-- What is being asked --
Return exactly the final stretch of the records below, opening with the line that contains "the wet rock." and closing with the last line.

[Referring expression pointing data]
=======

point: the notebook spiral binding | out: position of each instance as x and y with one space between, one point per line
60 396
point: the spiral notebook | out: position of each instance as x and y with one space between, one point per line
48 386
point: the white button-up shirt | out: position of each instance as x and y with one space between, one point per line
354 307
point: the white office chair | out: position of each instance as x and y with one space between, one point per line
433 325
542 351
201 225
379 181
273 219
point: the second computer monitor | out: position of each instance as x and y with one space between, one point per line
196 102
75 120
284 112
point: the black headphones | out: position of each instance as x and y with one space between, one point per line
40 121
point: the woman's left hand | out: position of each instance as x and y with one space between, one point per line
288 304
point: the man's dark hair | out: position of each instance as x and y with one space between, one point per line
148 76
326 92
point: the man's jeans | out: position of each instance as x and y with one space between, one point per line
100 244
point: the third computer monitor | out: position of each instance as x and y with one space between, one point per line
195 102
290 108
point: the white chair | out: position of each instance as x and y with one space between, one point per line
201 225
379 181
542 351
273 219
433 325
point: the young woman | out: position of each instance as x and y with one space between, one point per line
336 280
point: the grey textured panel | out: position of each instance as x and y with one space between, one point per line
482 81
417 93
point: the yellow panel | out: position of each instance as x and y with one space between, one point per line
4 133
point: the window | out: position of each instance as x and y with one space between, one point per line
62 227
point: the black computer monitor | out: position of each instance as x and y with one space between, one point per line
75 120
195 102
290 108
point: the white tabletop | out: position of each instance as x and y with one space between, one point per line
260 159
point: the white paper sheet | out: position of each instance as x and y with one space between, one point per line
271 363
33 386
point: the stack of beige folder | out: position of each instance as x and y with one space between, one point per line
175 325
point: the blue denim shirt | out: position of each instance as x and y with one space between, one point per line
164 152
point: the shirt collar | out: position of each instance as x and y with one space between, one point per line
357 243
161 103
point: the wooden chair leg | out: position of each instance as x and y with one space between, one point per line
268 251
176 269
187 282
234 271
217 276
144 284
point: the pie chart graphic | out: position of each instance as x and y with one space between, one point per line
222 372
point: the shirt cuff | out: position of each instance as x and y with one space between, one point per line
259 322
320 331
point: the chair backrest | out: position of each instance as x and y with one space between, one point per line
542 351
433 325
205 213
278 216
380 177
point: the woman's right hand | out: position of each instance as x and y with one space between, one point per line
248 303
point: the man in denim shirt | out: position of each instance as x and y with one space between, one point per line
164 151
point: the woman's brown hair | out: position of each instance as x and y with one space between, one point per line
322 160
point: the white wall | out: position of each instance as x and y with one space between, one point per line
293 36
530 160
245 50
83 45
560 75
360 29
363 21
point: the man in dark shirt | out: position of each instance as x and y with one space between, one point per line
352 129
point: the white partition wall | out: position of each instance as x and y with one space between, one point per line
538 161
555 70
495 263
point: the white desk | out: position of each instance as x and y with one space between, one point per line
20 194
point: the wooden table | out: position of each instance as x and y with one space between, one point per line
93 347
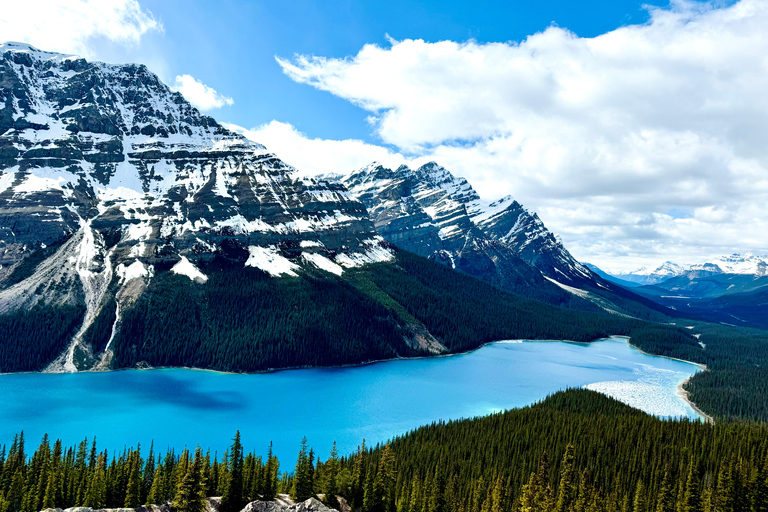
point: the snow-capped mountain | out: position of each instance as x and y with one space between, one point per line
435 214
746 264
107 175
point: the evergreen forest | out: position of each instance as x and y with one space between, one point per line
576 451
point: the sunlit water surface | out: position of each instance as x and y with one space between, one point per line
178 407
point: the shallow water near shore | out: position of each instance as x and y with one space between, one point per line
182 407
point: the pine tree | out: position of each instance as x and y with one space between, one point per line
415 498
384 484
302 483
133 492
331 487
190 494
96 496
498 496
566 490
691 496
664 498
232 498
358 477
270 476
640 498
155 495
149 474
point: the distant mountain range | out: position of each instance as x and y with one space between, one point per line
136 231
746 264
729 289
435 214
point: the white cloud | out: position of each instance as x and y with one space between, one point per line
318 156
71 26
646 143
199 94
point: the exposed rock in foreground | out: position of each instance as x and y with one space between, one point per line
281 505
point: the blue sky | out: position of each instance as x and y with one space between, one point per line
637 131
230 45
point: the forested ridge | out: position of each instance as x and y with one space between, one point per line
243 320
576 451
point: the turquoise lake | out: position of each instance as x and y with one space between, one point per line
178 407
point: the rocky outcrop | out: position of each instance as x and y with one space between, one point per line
310 505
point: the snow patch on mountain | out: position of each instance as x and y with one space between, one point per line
185 268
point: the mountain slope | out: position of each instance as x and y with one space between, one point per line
107 177
439 216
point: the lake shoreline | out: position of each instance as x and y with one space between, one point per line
680 391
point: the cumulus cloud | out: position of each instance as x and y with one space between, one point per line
70 26
318 156
645 143
199 94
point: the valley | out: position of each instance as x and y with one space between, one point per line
375 402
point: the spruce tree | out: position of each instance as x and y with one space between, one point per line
301 489
639 504
133 491
190 493
566 490
691 496
331 487
232 499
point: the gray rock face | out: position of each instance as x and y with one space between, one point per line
108 169
432 213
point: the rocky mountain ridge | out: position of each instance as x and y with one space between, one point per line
106 175
746 264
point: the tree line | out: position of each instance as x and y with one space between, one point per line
577 451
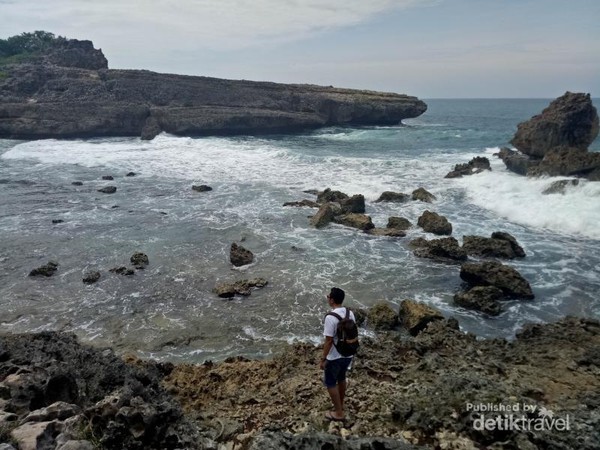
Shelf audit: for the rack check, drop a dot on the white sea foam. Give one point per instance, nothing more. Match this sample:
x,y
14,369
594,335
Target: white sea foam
x,y
520,200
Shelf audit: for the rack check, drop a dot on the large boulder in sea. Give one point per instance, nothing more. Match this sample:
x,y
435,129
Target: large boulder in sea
x,y
476,165
492,247
442,250
415,316
571,120
493,273
240,256
432,222
481,298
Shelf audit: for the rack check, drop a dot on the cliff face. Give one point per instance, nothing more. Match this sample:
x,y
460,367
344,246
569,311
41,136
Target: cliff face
x,y
71,94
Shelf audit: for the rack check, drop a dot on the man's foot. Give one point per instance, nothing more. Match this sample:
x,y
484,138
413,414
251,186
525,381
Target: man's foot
x,y
331,415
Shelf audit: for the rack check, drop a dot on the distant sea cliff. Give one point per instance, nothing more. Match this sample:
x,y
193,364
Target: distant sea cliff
x,y
63,88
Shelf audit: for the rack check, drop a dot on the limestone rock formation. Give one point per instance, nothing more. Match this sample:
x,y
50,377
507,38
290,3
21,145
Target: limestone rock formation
x,y
432,222
493,273
570,120
70,93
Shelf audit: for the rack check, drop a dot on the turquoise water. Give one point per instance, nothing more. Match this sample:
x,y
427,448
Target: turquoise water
x,y
169,311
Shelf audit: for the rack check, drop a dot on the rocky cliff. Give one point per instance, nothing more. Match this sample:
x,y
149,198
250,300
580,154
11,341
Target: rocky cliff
x,y
70,93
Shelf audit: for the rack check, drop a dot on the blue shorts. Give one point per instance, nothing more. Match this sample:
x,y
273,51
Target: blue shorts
x,y
335,371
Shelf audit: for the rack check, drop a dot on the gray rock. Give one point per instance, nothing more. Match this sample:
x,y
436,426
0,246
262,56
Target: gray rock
x,y
488,247
399,223
108,190
239,256
139,260
47,270
476,165
445,250
423,195
324,216
91,277
560,187
360,221
571,120
481,298
201,188
415,316
493,273
432,222
395,197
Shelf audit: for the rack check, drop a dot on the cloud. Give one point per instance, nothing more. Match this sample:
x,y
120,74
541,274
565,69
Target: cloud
x,y
213,24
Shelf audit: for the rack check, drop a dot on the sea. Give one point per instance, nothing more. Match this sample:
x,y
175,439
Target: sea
x,y
169,311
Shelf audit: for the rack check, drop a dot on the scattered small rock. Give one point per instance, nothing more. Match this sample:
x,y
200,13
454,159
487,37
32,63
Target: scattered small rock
x,y
108,190
122,270
239,256
91,277
139,260
432,222
46,270
423,195
201,188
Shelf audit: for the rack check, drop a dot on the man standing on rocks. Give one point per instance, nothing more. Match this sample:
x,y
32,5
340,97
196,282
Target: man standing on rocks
x,y
333,363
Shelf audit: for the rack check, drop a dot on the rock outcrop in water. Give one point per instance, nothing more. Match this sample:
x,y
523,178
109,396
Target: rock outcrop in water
x,y
555,142
70,92
421,389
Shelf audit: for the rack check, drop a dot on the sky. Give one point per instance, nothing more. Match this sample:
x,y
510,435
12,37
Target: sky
x,y
426,48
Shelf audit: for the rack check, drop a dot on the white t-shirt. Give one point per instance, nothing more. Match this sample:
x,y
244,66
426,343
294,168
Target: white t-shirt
x,y
330,330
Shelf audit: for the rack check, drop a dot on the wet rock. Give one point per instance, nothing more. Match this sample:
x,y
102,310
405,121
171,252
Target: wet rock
x,y
239,256
381,316
570,162
122,270
329,196
35,436
423,195
516,162
493,273
560,187
201,188
47,270
432,222
481,298
302,203
242,287
139,260
360,221
488,247
56,411
395,197
415,316
516,247
570,120
324,216
108,190
441,250
91,277
353,205
389,232
399,223
476,165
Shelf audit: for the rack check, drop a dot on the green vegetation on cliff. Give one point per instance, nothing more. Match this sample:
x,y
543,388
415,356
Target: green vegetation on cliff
x,y
27,46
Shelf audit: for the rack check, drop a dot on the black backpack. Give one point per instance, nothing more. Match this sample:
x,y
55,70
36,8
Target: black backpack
x,y
347,334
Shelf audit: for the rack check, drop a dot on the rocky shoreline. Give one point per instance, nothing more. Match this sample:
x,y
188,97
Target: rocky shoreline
x,y
69,92
431,390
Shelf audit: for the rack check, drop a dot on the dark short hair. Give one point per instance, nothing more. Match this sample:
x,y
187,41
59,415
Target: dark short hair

=======

-- Solution to this task --
Shelf audit: for the rack check, drop a dot on the wet rock. Give one point per instance, nothing more. Match this sample:
x,y
102,310
405,121
171,252
Target: wet rock
x,y
239,256
381,316
570,162
122,270
329,196
35,436
423,195
516,162
493,273
560,187
201,188
47,270
432,222
481,298
302,203
242,287
139,260
360,221
488,247
56,411
395,197
415,316
516,247
570,120
324,216
108,190
441,250
91,277
353,205
389,232
399,223
476,165
Shelf audit: for the rack check, drop a dot on the green vegetation on cliff. Give one point per instance, nothing more. Match this sample:
x,y
543,388
415,356
Target: green vegetation on cliff
x,y
27,46
Shelf audit: for the rack check, drop a dot on the black backpack. Give one point per instance, nothing more. Match this sample:
x,y
55,70
36,8
Target: black backpack
x,y
347,334
Shelf audit: for the rack check, drop a dot on the rocky shoreline. Give one point per instance, nothing more. Match this sample:
x,y
188,97
Target: rocky shoreline
x,y
69,92
431,390
Shelf audit: for the rack check, drop a dot on the dark short hair. Give one point per instance, nothing more. Match this sample:
x,y
187,41
59,415
Target: dark short hair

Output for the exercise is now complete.